◆ Activity
According to the abstract on Clostridium ljungdahlii growth kinetics below, what maximum specific growth rate was obtained?
─── Page extract
Abstract
The intrinsic growth, substrate uptake, and product formation biokinetic parameters were obtained for the anaerobic bacterium, Clostridium ljungdahlii, grown on synthesis gas in various pressurized batch bioreactors. A dual-substrate growth kinetic model using Luong for CO and Monod for H2 was used to describe the growth kinetics of the bacterium on these substrates. The maximum specific growth rate (μ max = 0.195 h−1) and Monod constants for CO (K s,CO = 0.855 atm) and H2 (K s,H2 = 0.412 atm) were obtained. This model also accommodated the CO inhibitory effects on cell growth at high CO partial pressures, where no growth was apparent at high dissolved CO tensions (P CO ∗ > 0.743 atm). The Volterra model, Andrews, and modified Gompertz were, respectively, adopted to describe the cell growth, substrate uptake rate, and product formation. The maximum specific CO uptake rate (q max = 34.364 mmol/gcell/h), CO inhibition constant (K I = 0.601 atm), and maximum rate of ethanol (R max = 0.172 mmol/L/h at P CO = 0.598 atm) and acetate (R max = 0.096 mmol/L/h at P CO = 0.539 atm) production were determined from the applied models.
──────
─── Supplied records
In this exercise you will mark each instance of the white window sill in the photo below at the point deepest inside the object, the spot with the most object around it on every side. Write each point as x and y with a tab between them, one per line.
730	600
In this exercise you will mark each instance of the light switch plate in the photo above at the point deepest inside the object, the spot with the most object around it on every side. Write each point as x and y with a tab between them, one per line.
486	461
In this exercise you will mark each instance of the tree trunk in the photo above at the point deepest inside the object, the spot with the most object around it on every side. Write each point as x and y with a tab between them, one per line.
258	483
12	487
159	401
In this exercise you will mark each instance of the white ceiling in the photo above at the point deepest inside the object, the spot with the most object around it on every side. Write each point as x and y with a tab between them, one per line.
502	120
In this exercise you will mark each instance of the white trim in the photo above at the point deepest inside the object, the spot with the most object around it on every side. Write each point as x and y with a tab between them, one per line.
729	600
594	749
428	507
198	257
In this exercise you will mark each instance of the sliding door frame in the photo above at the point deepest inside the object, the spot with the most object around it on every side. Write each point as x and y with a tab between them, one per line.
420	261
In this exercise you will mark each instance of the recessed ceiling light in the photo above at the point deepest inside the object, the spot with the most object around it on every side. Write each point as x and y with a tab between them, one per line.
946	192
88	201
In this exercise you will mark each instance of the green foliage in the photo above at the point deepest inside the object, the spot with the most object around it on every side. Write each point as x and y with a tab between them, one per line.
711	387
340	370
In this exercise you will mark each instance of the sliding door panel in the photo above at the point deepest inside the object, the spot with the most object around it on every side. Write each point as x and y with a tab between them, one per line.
──────
◆ Problem solution
μ max = 0.195 h−1